● What you need to do: Copy out the lines of the listing below word for word, beginning with its first line and stopping after the line that contains "188 179 L 187".

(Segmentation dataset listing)
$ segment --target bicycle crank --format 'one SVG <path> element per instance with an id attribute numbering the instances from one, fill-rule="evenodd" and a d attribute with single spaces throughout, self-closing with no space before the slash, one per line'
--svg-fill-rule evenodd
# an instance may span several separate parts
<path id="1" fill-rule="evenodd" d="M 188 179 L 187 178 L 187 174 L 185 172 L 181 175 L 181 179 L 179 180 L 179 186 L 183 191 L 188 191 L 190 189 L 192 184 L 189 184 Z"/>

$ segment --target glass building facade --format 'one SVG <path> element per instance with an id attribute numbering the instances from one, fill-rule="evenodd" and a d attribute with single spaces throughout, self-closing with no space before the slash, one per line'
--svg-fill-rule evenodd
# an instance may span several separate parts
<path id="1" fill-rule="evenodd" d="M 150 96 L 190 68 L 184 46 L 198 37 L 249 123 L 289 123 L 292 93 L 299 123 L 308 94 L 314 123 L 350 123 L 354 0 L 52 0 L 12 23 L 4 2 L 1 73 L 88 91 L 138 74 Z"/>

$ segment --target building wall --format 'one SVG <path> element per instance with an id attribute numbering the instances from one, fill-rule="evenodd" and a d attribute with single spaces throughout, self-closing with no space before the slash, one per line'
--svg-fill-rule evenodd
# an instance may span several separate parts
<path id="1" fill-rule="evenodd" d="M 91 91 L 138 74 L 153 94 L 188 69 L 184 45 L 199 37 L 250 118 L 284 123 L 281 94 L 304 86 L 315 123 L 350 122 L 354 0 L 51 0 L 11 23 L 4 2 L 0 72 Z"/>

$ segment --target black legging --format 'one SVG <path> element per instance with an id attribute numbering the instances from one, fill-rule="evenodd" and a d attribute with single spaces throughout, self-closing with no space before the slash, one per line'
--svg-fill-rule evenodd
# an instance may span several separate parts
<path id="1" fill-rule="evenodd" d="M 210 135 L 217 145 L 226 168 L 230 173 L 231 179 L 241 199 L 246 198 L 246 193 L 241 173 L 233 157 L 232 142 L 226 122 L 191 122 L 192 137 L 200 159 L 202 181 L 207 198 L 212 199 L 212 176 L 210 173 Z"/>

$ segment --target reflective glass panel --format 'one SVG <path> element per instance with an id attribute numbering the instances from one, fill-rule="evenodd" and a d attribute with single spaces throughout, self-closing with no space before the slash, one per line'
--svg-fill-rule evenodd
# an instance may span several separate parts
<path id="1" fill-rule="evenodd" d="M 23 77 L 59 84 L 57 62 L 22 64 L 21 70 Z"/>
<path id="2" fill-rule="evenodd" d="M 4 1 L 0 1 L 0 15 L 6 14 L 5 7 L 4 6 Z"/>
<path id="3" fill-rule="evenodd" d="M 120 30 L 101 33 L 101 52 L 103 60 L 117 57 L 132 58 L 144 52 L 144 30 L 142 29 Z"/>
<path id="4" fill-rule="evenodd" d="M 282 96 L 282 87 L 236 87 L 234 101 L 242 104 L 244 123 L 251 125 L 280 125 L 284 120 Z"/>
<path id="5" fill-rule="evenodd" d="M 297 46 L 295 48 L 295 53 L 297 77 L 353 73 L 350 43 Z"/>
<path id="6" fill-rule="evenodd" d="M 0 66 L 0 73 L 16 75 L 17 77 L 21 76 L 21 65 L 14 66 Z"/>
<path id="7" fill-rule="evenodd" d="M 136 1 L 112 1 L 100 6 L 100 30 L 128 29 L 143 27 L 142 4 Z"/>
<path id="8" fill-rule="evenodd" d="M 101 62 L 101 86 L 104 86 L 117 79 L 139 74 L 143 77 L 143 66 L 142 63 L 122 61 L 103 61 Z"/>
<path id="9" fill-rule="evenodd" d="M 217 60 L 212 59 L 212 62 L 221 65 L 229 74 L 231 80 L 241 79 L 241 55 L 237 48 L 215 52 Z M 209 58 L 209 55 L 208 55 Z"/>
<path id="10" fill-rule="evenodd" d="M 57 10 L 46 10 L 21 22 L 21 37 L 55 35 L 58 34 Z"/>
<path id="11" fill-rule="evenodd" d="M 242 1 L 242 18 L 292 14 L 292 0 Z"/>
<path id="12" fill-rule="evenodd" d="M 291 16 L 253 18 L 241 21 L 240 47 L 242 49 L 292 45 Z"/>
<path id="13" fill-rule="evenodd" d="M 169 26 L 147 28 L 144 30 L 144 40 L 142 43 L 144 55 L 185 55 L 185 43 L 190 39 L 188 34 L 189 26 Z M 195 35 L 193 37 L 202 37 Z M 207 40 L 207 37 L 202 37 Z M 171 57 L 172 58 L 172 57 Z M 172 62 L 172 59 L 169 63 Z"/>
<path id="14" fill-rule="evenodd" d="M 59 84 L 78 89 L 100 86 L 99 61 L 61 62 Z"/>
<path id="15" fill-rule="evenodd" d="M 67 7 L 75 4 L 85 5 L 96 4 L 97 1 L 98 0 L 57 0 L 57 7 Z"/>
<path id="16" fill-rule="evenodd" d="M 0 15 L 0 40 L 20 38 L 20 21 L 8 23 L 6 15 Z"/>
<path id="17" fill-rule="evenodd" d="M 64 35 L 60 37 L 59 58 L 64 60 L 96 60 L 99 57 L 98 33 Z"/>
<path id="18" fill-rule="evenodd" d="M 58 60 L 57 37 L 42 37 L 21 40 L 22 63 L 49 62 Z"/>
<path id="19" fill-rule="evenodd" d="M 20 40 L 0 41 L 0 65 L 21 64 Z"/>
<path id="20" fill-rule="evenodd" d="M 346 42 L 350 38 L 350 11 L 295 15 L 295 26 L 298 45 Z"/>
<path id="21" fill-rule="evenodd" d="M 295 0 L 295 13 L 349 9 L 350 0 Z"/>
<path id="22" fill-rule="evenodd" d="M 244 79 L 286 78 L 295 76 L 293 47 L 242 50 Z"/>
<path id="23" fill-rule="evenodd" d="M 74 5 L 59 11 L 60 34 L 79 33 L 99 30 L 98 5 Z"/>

● Exercise response:
$ segment --target bicycle crank --format 'one SVG <path> element per instance with an id attribute numbering the instances from one, fill-rule="evenodd" and a d attribute with single spaces throughout, self-closing with no space before the slash, one per line'
--svg-fill-rule evenodd
# an instance may span several separate parts
<path id="1" fill-rule="evenodd" d="M 188 179 L 187 178 L 187 174 L 185 172 L 181 175 L 181 179 L 179 180 L 179 186 L 183 191 L 188 191 L 190 189 L 192 184 L 189 184 Z"/>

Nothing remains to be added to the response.